**USING THE INFORMATION**.
- a) In the article about Rafael Correa's fistfight challenge, on what social network did Andrés Páez post his reply?
- b) Write what comes next in the article about Rafael Correa's fistfight challenge, starting after its final line.

**EXTRACT**.
Leftist Ecuadorian President Rafael Correa has challenged an opposition party Congressman to a fistfight on national television and received an enthusiastic “yes” from Congressman Andrés Páez, who promised to pay his medical bills after the fight.
Correa issued his challenge on Sunday night on his television show Citizen Link. Correa, a Bolivarian socialist with close ties to the socialist dictatorship in Venezuela, has long hosted his own television program, an idea he adapted from the late Hugo Chávez. On Sunday’s program, Correa repeatedly called Páez “swine” and “coward,” and issued a challenge to solve their differences “like we did back in the day.”
“I don’t want to set a bad example for children,” he told his audience. “No, but that is how problems were solved back in the day in my neighborhood. If this swine has a problem with me, he knows where to find me– or tell me where to meet, and we will solve any problem.”
“But he is a coward, he goes off running at any challenge. How can there be a liar of such nature?” he told his audience. Correa also called Páez a “clown” and lamented that “for calling him that, I’m the insulting one now.” He predicted Páez “will never respond to me.”
A few hours later, Páez issued a blistering response on Facebook. In a post titled “Rafael Correa: Yes, I Accept the Challenge!” Páez issues his own parameters for a fistfight. Namely, he demands that the two engage in a legitimate political debate before beating each other up, and tells Correa not to worry about his hospital bill afterwards:
Nation, I defend you with my fists and my life.

**SOURCE INFORMATION**.
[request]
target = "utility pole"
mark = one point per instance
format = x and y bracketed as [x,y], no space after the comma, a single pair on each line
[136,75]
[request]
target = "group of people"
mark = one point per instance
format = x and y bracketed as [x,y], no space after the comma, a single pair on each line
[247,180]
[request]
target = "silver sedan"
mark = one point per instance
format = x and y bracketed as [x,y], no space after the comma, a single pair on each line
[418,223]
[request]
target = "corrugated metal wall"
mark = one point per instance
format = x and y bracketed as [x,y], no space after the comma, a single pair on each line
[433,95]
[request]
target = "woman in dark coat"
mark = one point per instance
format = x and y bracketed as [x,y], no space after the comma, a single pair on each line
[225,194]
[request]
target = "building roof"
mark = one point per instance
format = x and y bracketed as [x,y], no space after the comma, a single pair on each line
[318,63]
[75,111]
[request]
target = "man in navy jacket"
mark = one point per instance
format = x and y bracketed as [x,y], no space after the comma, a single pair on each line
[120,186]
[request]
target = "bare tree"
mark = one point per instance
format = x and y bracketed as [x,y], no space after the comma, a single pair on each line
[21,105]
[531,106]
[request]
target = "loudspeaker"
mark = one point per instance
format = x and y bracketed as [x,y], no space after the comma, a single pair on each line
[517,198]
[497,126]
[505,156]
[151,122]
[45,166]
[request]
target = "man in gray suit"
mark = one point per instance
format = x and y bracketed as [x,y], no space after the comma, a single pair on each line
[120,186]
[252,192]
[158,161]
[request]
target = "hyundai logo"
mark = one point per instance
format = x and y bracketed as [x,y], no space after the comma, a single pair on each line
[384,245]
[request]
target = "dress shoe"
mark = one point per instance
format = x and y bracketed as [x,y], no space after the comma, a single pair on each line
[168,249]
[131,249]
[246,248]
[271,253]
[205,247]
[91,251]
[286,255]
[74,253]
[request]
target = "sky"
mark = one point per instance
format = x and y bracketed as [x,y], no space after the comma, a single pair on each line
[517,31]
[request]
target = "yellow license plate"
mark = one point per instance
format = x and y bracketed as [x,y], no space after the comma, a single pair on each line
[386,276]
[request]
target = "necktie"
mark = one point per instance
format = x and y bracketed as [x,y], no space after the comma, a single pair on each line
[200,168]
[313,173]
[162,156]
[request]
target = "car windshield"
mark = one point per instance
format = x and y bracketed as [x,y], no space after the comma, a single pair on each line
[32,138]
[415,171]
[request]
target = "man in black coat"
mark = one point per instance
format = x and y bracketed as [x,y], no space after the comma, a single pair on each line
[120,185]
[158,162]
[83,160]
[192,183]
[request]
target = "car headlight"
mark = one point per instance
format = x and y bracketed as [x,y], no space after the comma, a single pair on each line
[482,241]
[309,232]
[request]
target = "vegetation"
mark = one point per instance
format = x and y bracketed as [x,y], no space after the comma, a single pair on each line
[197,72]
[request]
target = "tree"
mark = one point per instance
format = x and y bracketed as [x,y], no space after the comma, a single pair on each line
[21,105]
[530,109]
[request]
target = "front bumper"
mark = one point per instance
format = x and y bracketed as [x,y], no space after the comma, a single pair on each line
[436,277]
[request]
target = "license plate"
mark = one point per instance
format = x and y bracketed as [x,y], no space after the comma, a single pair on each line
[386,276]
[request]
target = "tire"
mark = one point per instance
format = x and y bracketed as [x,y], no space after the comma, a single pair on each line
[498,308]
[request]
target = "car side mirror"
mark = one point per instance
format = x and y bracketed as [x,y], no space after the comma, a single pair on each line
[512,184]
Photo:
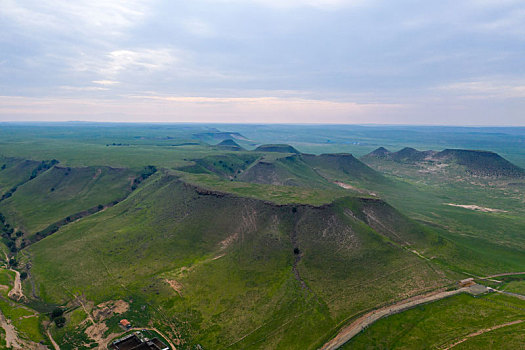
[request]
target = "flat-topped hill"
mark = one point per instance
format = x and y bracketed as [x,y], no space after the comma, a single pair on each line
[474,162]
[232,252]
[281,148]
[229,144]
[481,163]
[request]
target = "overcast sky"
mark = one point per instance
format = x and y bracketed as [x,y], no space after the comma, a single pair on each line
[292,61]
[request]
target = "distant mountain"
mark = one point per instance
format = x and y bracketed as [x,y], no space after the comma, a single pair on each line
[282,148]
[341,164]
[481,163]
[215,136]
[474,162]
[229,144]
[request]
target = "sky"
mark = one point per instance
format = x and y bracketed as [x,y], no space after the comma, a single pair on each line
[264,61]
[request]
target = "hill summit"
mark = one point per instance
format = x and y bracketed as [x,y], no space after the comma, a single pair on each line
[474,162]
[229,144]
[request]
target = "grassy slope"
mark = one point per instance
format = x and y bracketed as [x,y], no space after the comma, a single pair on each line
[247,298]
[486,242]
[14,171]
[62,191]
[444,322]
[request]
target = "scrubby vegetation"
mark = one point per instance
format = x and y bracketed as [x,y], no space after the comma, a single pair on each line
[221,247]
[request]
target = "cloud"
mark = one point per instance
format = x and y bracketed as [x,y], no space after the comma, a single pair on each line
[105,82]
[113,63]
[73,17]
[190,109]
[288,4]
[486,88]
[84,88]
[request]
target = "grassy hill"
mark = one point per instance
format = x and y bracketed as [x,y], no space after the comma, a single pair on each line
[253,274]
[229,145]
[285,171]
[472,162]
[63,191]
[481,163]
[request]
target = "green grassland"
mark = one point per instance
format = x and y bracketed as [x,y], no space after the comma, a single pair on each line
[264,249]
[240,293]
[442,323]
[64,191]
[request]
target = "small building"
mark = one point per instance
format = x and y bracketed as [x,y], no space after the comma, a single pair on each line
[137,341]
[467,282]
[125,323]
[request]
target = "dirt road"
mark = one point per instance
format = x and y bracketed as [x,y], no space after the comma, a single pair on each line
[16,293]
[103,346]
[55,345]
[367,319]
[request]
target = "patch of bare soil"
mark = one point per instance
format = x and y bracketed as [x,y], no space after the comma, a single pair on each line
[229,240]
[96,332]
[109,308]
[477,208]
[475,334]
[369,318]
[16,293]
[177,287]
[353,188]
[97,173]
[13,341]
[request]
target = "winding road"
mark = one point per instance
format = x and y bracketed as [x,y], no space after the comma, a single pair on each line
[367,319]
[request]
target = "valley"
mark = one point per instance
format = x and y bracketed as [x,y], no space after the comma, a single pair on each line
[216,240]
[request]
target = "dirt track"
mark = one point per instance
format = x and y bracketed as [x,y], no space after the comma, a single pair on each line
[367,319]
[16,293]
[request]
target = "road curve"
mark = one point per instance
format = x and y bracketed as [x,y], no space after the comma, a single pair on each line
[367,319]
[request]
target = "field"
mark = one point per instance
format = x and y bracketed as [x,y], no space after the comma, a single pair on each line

---

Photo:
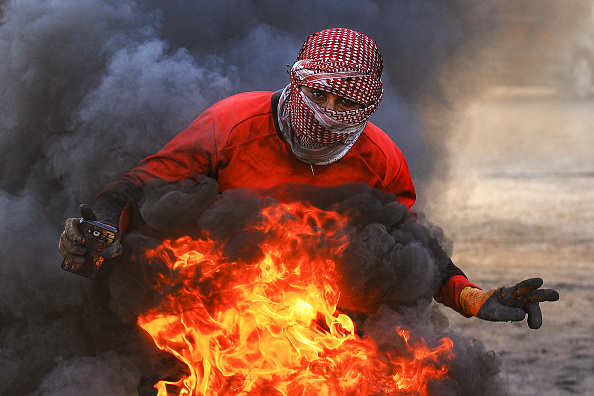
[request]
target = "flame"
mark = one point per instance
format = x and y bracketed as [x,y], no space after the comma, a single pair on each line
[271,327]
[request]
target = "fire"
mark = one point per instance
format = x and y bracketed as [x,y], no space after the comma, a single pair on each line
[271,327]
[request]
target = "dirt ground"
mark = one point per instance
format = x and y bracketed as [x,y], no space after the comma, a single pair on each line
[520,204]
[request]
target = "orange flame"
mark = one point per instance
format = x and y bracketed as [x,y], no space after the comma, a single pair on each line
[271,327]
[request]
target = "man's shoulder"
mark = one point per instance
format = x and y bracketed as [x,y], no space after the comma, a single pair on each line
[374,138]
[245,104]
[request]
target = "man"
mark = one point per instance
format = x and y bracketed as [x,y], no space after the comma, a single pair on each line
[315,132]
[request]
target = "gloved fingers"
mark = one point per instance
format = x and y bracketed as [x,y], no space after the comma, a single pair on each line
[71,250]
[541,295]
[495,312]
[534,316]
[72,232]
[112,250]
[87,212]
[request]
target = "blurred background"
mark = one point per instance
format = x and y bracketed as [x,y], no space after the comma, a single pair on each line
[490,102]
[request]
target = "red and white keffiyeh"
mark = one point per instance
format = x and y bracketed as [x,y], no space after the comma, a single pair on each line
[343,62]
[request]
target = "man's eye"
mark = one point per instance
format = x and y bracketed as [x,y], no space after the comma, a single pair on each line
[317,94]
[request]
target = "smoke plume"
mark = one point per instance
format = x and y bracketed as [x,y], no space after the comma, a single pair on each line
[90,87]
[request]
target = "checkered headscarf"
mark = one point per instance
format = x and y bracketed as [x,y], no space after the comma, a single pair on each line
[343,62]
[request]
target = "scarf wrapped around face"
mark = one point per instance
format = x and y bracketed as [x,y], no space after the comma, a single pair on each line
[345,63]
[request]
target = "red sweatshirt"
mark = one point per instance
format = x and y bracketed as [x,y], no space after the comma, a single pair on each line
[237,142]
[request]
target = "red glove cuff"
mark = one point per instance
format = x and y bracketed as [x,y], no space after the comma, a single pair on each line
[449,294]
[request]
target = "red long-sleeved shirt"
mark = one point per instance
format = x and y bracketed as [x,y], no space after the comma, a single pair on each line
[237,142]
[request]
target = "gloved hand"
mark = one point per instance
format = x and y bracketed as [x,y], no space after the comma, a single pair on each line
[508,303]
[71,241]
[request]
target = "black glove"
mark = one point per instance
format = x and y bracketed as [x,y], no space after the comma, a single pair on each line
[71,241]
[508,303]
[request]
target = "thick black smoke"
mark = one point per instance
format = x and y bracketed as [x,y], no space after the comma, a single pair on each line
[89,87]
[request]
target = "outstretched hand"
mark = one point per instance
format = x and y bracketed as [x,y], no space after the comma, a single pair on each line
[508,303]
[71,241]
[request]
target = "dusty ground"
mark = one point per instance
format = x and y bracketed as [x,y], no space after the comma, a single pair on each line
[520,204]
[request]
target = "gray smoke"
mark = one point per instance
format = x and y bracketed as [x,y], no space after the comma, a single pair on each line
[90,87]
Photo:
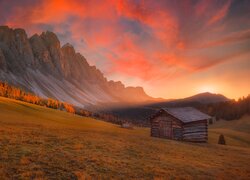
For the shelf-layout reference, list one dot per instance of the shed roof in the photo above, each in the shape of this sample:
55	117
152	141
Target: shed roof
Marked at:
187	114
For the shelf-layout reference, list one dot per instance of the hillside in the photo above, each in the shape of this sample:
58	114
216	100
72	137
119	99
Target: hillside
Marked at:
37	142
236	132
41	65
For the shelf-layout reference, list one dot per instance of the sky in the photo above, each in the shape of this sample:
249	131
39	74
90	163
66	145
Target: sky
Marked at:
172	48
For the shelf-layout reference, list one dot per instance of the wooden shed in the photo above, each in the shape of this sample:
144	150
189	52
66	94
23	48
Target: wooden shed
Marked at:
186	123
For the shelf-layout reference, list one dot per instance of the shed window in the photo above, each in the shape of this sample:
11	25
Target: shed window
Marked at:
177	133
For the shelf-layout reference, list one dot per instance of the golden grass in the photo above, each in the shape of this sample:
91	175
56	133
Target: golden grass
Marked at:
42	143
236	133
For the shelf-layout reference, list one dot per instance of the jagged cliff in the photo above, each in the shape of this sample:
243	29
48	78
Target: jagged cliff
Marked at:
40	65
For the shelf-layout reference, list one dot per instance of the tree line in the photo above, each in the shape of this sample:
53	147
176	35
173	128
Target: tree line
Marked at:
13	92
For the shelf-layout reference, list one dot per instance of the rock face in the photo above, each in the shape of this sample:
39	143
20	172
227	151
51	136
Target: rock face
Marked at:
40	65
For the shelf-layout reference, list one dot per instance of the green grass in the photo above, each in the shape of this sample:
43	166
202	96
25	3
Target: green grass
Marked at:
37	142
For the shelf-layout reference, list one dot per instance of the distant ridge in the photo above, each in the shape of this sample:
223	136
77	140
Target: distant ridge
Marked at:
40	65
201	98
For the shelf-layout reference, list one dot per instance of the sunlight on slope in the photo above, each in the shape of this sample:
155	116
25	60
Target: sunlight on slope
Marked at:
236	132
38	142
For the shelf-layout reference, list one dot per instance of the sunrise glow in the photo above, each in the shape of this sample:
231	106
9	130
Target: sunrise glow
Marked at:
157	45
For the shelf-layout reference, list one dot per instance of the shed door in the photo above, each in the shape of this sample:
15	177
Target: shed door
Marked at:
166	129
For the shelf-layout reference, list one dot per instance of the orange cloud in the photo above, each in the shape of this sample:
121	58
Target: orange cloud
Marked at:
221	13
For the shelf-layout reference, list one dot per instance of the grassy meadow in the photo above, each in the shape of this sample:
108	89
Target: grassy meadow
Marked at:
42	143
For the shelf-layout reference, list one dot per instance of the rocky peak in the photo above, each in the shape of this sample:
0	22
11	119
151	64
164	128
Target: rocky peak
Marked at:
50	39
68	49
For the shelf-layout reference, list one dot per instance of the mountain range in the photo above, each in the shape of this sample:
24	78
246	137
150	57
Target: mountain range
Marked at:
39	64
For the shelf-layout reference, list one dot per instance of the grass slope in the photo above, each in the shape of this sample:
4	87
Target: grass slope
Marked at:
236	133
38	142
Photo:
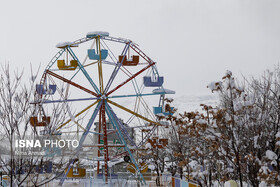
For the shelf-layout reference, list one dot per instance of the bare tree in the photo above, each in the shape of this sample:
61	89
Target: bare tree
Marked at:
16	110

==

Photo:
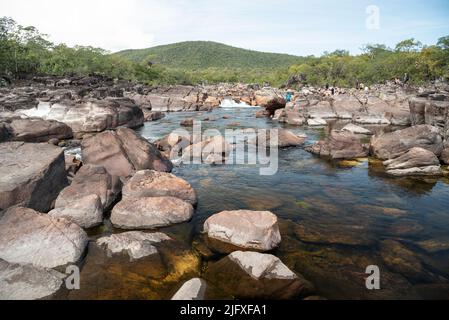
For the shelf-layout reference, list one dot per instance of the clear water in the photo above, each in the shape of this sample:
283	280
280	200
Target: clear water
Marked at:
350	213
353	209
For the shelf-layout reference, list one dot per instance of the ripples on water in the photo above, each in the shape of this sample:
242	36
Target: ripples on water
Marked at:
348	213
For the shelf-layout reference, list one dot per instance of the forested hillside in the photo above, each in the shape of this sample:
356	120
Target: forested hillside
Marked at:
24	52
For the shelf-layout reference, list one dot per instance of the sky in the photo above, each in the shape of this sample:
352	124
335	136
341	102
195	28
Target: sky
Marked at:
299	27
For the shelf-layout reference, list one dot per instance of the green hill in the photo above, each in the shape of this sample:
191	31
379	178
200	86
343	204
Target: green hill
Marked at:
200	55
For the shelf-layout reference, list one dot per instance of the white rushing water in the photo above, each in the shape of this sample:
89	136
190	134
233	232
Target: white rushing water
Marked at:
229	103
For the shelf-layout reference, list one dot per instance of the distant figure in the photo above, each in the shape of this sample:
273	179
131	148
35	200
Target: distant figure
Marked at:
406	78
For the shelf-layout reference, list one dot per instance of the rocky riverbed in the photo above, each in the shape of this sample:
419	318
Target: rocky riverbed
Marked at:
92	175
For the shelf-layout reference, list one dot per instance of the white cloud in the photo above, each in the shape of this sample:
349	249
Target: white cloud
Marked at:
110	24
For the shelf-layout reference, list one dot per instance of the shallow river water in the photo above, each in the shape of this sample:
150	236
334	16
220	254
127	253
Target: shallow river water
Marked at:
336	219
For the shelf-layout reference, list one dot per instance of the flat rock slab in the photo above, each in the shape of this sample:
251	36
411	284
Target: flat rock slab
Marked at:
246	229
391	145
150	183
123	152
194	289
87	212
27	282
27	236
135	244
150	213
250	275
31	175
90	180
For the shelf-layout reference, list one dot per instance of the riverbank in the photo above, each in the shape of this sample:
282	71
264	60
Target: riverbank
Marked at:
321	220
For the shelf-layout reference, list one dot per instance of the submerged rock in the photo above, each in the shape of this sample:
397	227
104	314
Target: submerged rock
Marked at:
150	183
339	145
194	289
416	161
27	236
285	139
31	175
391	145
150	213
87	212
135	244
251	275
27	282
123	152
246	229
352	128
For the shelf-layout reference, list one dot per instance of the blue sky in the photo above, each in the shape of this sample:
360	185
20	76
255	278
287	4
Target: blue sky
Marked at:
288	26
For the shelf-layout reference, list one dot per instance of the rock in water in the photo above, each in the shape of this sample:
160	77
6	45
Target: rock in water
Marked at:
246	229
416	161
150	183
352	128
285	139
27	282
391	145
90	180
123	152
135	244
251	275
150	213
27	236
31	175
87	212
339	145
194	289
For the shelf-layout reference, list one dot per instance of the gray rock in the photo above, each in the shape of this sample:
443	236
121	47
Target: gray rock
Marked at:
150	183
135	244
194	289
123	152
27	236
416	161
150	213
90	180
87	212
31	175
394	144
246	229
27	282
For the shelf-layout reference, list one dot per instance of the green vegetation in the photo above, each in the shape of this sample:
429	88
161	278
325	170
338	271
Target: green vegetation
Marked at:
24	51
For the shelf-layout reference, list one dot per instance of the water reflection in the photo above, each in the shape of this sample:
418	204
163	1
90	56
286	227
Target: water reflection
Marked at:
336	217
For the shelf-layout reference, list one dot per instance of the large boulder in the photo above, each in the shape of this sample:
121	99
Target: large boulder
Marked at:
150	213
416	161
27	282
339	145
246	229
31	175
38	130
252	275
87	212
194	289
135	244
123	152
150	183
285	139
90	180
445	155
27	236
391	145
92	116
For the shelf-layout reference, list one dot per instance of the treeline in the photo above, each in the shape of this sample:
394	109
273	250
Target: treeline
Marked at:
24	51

**WRITTEN RESPONSES**.
- a) Facebook

- b)
President Correa, I listened to your nonsense today with no shock whatsoever. I say without any shock because you have no other skills outside of threats and insults. The nation would have expected you to invite me to a debate, the way it should be between civilized people who, despite having different positions, are required to publicly defend their ideas, not their base passions.
….
I do not believe it is appropriate for politicians to challenge each other to fistfights; I have never done it. But since you think you’re such a brave little man, you need to be put in a “time out.” You need someone to finally confront you, on this level, also, to teach you a lesson.
And don’t worry, I will pay for your healing, as well as psychiatric therapy so that you can resolve your trauma.
Páez concludes his response by insulting Correa’s education: “P.S.– I am not writing to you in English because I want to make sure your understand my missive.” In English, he concludes, “Sorry!”
Páez found himself in Correa’s crosshairs following a tweet in which he challenged Correa on the purchase of a number of Indian-made Dhruv helicopters, which have had several accidents since their purchases. “If Dhruv helicopters are so good,” Páez wrote in a tweet, “why does Correa never use them to travel? He has only defended their purchase!”
Four Dhruv helicopters have suffered accidents in Ecuador since 2009. The last accident, in January 2015, occurred as a group of Indian researchers were in the country investigating the previous accident. One of the helicopters involved in an accident had been used to transport Correa himself, making many Ecuadorians question whether the purchase of these economically attractive helicopters had put the nation’s stability at risk.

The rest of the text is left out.